Exercise goal: Nothing is to be altered; the data must be repeated exactly.

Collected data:
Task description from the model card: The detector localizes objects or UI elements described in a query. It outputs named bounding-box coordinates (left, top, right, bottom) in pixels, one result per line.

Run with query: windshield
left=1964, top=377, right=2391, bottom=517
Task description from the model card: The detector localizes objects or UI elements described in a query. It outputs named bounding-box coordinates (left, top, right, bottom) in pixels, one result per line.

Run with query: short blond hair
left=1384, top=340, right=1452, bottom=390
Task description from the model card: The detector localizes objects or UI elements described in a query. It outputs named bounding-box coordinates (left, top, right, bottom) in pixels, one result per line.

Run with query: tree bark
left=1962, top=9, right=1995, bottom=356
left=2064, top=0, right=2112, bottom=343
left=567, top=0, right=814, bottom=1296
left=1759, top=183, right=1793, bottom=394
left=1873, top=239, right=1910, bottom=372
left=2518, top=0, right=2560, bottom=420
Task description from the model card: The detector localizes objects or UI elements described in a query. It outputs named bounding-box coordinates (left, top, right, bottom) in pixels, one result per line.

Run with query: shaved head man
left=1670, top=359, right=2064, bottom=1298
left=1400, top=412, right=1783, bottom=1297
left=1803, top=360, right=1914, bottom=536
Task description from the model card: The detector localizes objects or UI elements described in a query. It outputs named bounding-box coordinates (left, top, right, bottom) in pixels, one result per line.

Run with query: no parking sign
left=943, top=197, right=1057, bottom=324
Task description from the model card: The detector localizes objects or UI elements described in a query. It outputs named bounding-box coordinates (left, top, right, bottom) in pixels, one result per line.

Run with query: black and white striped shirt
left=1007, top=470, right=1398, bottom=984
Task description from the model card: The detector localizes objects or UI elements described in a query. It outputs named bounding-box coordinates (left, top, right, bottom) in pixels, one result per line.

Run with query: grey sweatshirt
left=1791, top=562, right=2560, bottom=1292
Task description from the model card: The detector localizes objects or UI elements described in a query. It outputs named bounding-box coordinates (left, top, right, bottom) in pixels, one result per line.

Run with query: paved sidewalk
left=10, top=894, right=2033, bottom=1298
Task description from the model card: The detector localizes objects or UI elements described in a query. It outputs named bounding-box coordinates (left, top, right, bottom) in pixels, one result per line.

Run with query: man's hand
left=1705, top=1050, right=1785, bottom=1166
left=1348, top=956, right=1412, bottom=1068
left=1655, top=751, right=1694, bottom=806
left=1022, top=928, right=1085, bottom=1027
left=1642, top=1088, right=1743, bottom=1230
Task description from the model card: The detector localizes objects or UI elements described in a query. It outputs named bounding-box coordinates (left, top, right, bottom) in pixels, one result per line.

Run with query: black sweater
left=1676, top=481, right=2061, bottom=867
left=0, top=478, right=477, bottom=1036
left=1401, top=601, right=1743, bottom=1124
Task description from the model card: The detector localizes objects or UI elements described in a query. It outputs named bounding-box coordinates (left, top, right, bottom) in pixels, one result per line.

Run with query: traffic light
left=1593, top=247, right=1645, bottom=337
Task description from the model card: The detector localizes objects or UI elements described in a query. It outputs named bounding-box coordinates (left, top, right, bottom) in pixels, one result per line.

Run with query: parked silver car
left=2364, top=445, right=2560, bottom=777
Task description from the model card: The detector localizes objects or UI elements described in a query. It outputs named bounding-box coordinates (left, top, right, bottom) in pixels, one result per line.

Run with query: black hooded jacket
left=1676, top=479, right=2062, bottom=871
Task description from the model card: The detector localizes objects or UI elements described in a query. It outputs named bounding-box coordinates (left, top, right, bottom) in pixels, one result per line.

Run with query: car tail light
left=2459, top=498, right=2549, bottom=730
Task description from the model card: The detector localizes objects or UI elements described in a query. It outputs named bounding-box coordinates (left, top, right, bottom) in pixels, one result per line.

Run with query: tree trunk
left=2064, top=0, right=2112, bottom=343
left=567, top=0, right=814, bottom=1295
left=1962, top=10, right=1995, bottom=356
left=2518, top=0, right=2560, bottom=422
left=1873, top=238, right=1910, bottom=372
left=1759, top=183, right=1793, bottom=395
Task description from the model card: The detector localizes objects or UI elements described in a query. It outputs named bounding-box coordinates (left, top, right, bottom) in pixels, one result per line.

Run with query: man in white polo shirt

Response below:
Task description from the model card: The detector localizes objects or UI elements described in a query. It outputs named bounding-box coordinates (left, top, right, bottom) in pixels, one result per line.

Run with query: windshield
left=1964, top=377, right=2391, bottom=517
Task description from the model card: The detector localizes objects or UI elements described in a query. It outputs named bounding-box coordinates (left, top, right, bottom) in pixels, one result per line.

Run with query: short blond hair
left=1384, top=340, right=1452, bottom=390
Task description from the model card: The detector localizes objects or UI elements described in a query. It outputs named bounding-box coordinates (left, top, right, bottom) in pixels, one result per line.

Run with query: tree bark
left=1962, top=9, right=1995, bottom=356
left=2064, top=0, right=2112, bottom=343
left=567, top=0, right=814, bottom=1296
left=1759, top=183, right=1793, bottom=394
left=1873, top=239, right=1910, bottom=372
left=2518, top=0, right=2560, bottom=420
Task description from the model card: The detector localizes objects or UI elements described in a query. It outputs named bounding-box coordinates (left, top, right, bottom) in pixels, one result per line.

Run with query: shaved head man
left=1670, top=359, right=2064, bottom=1298
left=1400, top=412, right=1783, bottom=1297
left=1803, top=360, right=1914, bottom=536
Task description from the model card: The detector localizes objects or UI elements described in a query. It outputs named bounding-box coordinates (left, top, right, bottom) in pixels, one result per line.

Run with query: no parking sign
left=943, top=197, right=1057, bottom=324
Task description from the model card: The detector localizes objects or UI elements described in a query. It outputs named bounding-box coordinates (left, top, right, bottom) in pixels, one result per line.

Run with query: black and white striped shirt
left=1007, top=470, right=1398, bottom=984
Task description from the model card: The detector localizes objects or UI elements described in a query. It outputs named bounding-box coordinates (left, top, right, bottom) in pixels, one result per line.

Run with query: grey sweatshirt
left=1791, top=562, right=2560, bottom=1292
Task description from the model card: The detector localizes objects or UI elements described in a query. It outputs named bounding-box coordinates (left, top, right, bottom) in pixels, one result per line.

Run with query: paved sidewalk
left=10, top=894, right=2033, bottom=1298
Task description from the model card: The detector localizes objects or UI elements described in a query. It outputs named bounding-box coordinates (left, top, right, bottom) in pixels, one result per line.

Run with query: man's hand
left=1705, top=1050, right=1785, bottom=1166
left=1348, top=956, right=1412, bottom=1068
left=1655, top=751, right=1694, bottom=806
left=1022, top=928, right=1085, bottom=1027
left=1642, top=1088, right=1743, bottom=1230
Task description from the model card: The detector localizes objects or UI elements described in a query. It outputs named bounding-box coordinates (left, top, right, bottom) in pixels, one result per line.

Run with query: black sweater
left=1676, top=481, right=2061, bottom=867
left=0, top=478, right=477, bottom=1036
left=1401, top=601, right=1743, bottom=1124
Task description from the model card: The detector localizes objects or UI elements described in a query. It outputs named bounding-box coordinates (left, top, right, bottom) in pixels, one result per line.

Run with query: traffic light
left=1593, top=247, right=1645, bottom=337
Task description from the model card: The detector localizes objects or UI elements described in a query. It outputs named bounding-box coordinates (left, top, right, bottom) in pixels, one result per line.

Run with query: parked silver car
left=2364, top=445, right=2560, bottom=777
Task description from the model card: The detector localizes objects or UI elements described in a query. It outputs named bounding-box coordinates (left, top, right, bottom) in pixels, one result per line.

Run with query: black hooded jacket
left=1676, top=479, right=2062, bottom=871
Task description from the model card: The detector localizes objects or UI elements described in a query. It outputs named bounding-box coordinates (left, top, right, bottom) in pixels, one result per line.

Run with query: car tail light
left=2459, top=498, right=2549, bottom=730
Task description from the model card: The detector localizes objects or UI elements described in a query. It outputs named bounding-box coordinates (left, top, right, bottom) in pixels, one result per line.

Run with query: tree trunk
left=2064, top=0, right=2112, bottom=343
left=567, top=0, right=814, bottom=1295
left=1962, top=10, right=1995, bottom=356
left=2518, top=0, right=2560, bottom=422
left=1873, top=238, right=1910, bottom=372
left=1759, top=183, right=1793, bottom=395
Task description from the model card: The detector localizes objects or UI elements described in a query. It outputs named bounding-box coordinates (left, top, right, bottom) in pixels, one result per line.

Run with query: man in white polo shirt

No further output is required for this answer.